Un an et demi ou presque après avoir été porté sur les fonts baptismaux, le nouveau média de la RTBF a plutôt bien grandi. Et on y croit à son développement. Le contenu s’est étoffé, la grille s’est pour ainsi dire humanisée et il s’est même installé sur les réseaux sociaux. Le premier pari est réussi, nous explique Bernard Dobbeleer, le chef de projet : toucher un public curieux et passionné de musique.

Si Jam a vu le jour, c’est parce qu’à l’époque où on œuvrait à l’intronisation du DAB+ à la RTBF, il restait une opportunité de radio à saisir. Et Bernard Dobbeleer ne s’est pas fait prier. « Malgré l’offre déjà très complète. Mais, pour moi, et depuis des années, je trouvais qu’il manquait vraiment un média dédié aux musiques alternatives et aux artistes émergents. J’ai sauté sur l’occasion. » Le projet est alors adopté.

La naissance, elle, s’avère plutôt discrète : « Nous avons lancé Jam le 27 septembre 2019. Le problème dans une grosse entreprise comme la RTBF, c’est qu’on n’arrive pas n’importe quand avec un nouveau projet alors que les budgets ont été votés l’année précédente. Nous avons donc commencé avec très, très peu de moyens. Nous étions deux pour faire la programmation… »


Bernard Dobbeleer - RTBF
Être présents dans le milieu de la musique alternative,
mais évidemment avec un fort ancrage belge.

 

Essentiellement tournée vers la nouveauté et les découvertes, cette radio est donc constamment en mouvement. « Les titres tournent quelques mois en général et puis nous renouvelons. Nous diffusons encore quelques titres que nous passions il y a un an et demi, mais nous avons déjà complètement renouvelé toute notre programmation. »

» **EXERCICE PROPOSÉ 1**
Reproduisez à l'identique le passage de l'extrait sur la radio Jam commençant par « Un an et demi ou » et se poursuivant jusqu'à « est alors adopté. ».
» **EXERCICE PROPOSÉ 2**
Poursuivez la rédaction de l'extrait sur la radio Jam à la suite de sa dernière phrase.

» **MATÉRIEL PRÉSENTÉ**

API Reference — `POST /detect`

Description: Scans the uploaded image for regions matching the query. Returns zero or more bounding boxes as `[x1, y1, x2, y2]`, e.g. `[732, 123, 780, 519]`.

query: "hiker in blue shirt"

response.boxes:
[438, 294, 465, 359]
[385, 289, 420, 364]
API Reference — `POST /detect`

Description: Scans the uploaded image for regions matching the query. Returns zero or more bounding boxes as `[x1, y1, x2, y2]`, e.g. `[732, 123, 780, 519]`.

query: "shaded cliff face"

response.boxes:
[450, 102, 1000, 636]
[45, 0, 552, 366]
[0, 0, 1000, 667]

» **RÉSULTAT OBTENU 1**
Un an et demi ou presque après avoir été porté sur les fonts baptismaux, le nouveau média de la RTBF a plutôt bien grandi. Et on y croit à son développement. Le contenu s’est étoffé, la grille s’est pour ainsi dire humanisée et il s’est même installé sur les réseaux sociaux. Le premier pari est réussi, nous explique Bernard Dobbeleer, le chef de projet : toucher un public curieux et passionné de musique.

Si Jam a vu le jour, c’est parce qu’à l’époque où on œuvrait à l’intronisation du DAB+ à la RTBF, il restait une opportunité de radio à saisir. Et Bernard Dobbeleer ne s’est pas fait prier. « Malgré l’offre déjà très complète. Mais, pour moi, et depuis des années, je trouvais qu’il manquait vraiment un média dédié aux musiques alternatives et aux artistes émergents. J’ai sauté sur l’occasion. » Le projet est alors adopté.

» **RÉSULTAT OBTENU 2**
Dix-huit mois plus tard, l’évolution est indéniable. Le plus notoire, pour Bernard Dobbeleer, c’est d’abord l’arrivée de Maya Cham à l’antenne pour animer en semaine la tranche 16h/20h. « L’idée de départ était de faire une vraie radio. Mais sans animation, on nous a souvent dit que Jam n’était en fait qu’une playlist. Même si nos playlists était conçues par des êtres humains et pas par des machines ou des algorithmes, il est vrai que ça manquait de présence humaine. » Ce qu’on ne pourra plus dire aujourd’hui : à sa suite, et ce fut la nouveauté la plus conséquente de la dernière rentrée, sont nées des émissions de curation proposées en soirée. « Le vendredi à 20h, DC Salas parle de musique électronique et reçoit des invités. Le samedi, dans Aside animée par Marie Frankinet qui est passionnée par le hip-hop et le nu r’n’b, on a entre 30 et 50% d’artistes locaux. Les gens de Goûte Mes Disques proposent désormais un rendez-vous thématique mensuel. Et puis, je suis très heureux d’être parvenu à convaincre Melanie De Biasio de faire une émission, ce qui est une première pour elle. »

À cette évolution, fondamentale pour notre interlocuteur, ajoutons aussi un nombre de publications en hausse considérable : « Nous avons maintenant trois, quatre journalistes qui publient des articles. Nous faisons des interviews, des portraits des artistes et des DJ’s que nous diffusons… Nous voulons vraiment être efficaces. Et de plus en plus présents dans le milieu de la musique alternative, mais évidemment avec un fort ancrage belge. »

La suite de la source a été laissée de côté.